> **Trecho fornecido**:
O meu processo é anotar as boas frases, as de ouro lindo, não para rouba-las ao dono, mas para pegar o jeito de também tê-las assim, próprias. Dum de seus livros extraí 60 frases de encher os olhos. Não releio mais esse livro – não há tempo – mas releio o compendiado, o extrato, e aspiro o perfume e saboreio. Formo assim um florilégio camiliano do que nele mais me seduz as víceras estéticas. E não discuto nem analiso, porque seria fazer gramática, do mesmo modo que não analiso botanicamente um cravo ou uma gostosa laranja mexeriqueira. Cheiro um e como a outra.
Resumindo: meu plano é ter uma horta de frases belamente pensadas e ditas em língua diversa da língua bunda que nos rodeia e nós vamos assimilando por todos os poros da alma e do corpo. Um jardim de flores simpáticas à nossa estesia inconsciente. No meu passeio pelas Vinte Horas de Liteira apanhei isto: Um corujão berrou no esgalho seco de um sobro. Detive-me; fiz pouso nessa frase enchedora de olhos e ouvidos. E não anotei, porque anotada ficou para sempre em meu cérebro. Não a analiso, não a comento; ponho-a apenas em uma lapela do cérebro, como pus naquele prego um ninho de beija-flor encontrado no barranco. Se Camilo houvesse dito: Uma coruja piou no galho seco de uma árvore, eu teria deixado no barranco esse ninho de beija-flor. O “berrou” é que me seduziu. Toda vida, para toda gente, as corujas piam – só em Camilo aparece uma que berra. Lindo!
Filosofando: coletar modos de dizer, jeitos de expressão afins com esse misterioso quid que me leva a olhar com enlevo para os brincos-de-princesa que vejo pela janela, e com arrepios de asco para uma barata que apareça. E isso apesar de ciência que há dentro de mim dizer que ambos brincos-de-princesa e barata, são duas prodigiosas obras-primas da Natureza.

> **Tarefa A**:
Reproduza, do trecho sobre a coleta de belas frases, tudo o que vai de "Filosofando: coletar modos" até "obras-primas da Natureza.", sem alterar nada.
O trecho e os registros não têm nenhuma relação entre si.

> **Dados fornecidos**:
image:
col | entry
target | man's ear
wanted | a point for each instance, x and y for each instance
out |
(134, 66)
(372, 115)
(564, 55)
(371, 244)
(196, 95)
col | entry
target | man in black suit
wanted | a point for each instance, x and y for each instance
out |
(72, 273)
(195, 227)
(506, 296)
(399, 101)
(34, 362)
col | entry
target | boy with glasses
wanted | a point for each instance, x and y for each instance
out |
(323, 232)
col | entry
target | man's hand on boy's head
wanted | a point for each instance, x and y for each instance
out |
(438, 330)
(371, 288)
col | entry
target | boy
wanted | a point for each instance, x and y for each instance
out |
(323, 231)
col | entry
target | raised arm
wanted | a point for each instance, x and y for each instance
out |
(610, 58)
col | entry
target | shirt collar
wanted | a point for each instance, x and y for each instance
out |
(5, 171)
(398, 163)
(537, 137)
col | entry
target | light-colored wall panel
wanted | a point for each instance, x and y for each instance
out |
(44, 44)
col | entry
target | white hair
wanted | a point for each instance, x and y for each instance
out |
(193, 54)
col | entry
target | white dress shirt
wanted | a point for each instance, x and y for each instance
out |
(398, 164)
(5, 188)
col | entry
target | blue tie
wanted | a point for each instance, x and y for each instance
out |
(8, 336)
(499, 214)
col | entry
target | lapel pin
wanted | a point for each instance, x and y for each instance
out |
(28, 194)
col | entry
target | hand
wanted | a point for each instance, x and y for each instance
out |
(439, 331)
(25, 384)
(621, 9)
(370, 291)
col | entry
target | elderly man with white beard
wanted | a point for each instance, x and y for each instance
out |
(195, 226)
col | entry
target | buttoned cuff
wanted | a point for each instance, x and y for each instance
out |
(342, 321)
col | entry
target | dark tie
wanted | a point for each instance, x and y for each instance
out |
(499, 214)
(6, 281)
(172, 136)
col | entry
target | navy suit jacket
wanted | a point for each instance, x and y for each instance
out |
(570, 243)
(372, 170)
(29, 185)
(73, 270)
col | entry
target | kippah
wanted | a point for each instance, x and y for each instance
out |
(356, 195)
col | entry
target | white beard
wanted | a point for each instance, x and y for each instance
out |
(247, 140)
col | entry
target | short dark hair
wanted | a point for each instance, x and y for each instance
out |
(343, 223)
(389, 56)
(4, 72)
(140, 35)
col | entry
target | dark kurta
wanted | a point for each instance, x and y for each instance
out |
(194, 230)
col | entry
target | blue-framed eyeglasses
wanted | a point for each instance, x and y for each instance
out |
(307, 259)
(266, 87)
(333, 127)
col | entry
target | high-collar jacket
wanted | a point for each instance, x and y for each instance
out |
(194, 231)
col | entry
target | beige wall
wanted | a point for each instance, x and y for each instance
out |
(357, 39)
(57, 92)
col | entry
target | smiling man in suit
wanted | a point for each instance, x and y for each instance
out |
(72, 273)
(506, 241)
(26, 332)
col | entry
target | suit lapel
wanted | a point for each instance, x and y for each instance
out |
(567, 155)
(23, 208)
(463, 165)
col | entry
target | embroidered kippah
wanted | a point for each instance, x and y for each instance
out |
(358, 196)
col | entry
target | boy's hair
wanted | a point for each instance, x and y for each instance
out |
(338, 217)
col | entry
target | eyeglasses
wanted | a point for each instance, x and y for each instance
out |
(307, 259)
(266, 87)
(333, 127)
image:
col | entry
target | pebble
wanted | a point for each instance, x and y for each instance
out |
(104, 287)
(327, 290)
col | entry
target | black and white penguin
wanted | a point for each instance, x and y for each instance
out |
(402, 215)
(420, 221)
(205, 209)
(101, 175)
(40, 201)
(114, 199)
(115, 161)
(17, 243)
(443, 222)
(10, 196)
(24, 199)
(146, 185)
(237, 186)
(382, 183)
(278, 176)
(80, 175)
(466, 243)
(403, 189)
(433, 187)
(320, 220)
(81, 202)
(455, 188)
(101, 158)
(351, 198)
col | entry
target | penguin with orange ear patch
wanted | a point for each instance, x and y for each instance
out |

> **Tarefa B**:
Por favor, informe todas as linhas dos registros em que aparece a palavra "white".

> **Resposta do exercício A**:
Filosofando: coletar modos de dizer, jeitos de expressão afins com esse misterioso quid que me leva a olhar com enlevo para os brincos-de-princesa que vejo pela janela, e com arrepios de asco para uma barata que apareça. E isso apesar de ciência que há dentro de mim dizer que ambos brincos-de-princesa e barata, são duas prodigiosas obras-primas da Natureza.

> **Resposta do exercício B**:
target | white hair
target | white dress shirt
target | elderly man with white beard
target | white beard
target | black and white penguin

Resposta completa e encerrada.